Нои это не все. Если бы мы взвинтили цены на хлеб, скажем, весной этого года, мы бы наверняка зарезали бедноту, которая покупает весной хлеб как для продовольственных нужд, так и для обсеменения полей. Беднота и низшие слои середняков имели бы полное право сказать нам: вы нас обманули, так как мы вам продали наш хлеб осенью прошлого года по низким ценам, а вы теперь заставляете нас покупать хлеб по высоким ценам, — кого же вы защищаете, господа советские люди, — неимущих или кулаков?
Вот почему на спекулянтский удар кулачества по линии взвинчивания хлебных цен партия должна была ответить таким контрударом, который бы отбил охоту у кулаков и спекулянтов угрожать голодом рабочему классу и нашей Красной Армии.
В-третьих. Несомненно, что капиталистические элементы деревни не могли бы использовать трудностей нашего строительства в такой степени, в какой они использовали их на самом деле, и заготовительный кризис не принял бы такого угрожающего характера, если бы им не помогло в этом деле еще одно обстоятельство. В чем состоит это обстоятельство?
Оно состоит в расхлябанности наших заготовительных органов, в отсутствии единого фронта между ними, в конкуренции между собой, в нежелании вести решительную борьбу против игры на повышение хлебных цен.
Оно состоит, наконец, в инертности наших партийных организаций в районах хлебных заготовок, в их нежелании должным образом вмешаться в хлебозаготовительную кампанию, в их нежелании вмешаться в дело и положить конец общей расхлябанности на заготовительном фронте.

******************************

**Задания**
A. В чём, согласно тексту о хлебозаготовках, состоит обстоятельство, которое помогло капиталистическим элементам деревни? Назовите все пункты.
B. Кому, по тексту о хлебозаготовках, кулаки и спекулянты угрожали голодом?

******************************

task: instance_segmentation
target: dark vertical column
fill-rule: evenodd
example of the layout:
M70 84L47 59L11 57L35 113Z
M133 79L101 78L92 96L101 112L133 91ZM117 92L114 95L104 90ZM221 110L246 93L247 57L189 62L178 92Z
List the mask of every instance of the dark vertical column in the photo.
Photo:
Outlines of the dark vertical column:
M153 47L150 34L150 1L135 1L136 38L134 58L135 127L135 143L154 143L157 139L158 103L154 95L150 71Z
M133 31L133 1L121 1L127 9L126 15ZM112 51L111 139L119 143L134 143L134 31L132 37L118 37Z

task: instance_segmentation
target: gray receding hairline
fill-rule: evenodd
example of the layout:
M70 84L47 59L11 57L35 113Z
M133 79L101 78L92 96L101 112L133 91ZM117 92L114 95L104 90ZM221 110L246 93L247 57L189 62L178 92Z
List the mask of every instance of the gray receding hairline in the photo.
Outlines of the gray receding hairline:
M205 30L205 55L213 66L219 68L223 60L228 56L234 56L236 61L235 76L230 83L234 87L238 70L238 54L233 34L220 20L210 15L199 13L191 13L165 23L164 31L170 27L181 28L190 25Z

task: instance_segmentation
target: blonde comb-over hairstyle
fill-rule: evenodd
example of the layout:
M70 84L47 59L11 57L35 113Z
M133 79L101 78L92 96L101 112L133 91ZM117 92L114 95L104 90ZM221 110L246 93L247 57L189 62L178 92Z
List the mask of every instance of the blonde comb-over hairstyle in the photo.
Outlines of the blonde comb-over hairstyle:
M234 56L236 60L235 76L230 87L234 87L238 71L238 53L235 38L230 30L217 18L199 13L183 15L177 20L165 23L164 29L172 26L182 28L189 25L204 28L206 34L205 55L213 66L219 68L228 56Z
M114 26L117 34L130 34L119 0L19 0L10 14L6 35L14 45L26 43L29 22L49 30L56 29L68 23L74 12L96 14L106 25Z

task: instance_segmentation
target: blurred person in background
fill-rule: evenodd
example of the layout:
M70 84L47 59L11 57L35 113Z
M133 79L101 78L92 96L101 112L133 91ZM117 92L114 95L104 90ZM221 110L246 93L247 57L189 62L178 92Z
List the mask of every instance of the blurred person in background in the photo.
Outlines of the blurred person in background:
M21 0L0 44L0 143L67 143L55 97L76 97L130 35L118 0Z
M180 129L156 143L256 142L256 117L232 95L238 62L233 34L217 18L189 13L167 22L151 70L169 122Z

******************************

**Ответы**
A.
- расхлябанность заготовительных органов
- отсутствие единого фронта между ними
- конкуренция между собой
- нежелание вести решительную борьбу против игры на повышение хлебных цен
- инертность партийных организаций в районах хлебных заготовок
- их нежелание должным образом вмешаться в хлебозаготовительную кампанию
- их нежелание вмешаться в дело и положить конец общей расхлябанности на заготовительном фронте

B. Рабочему классу и Красной Армии.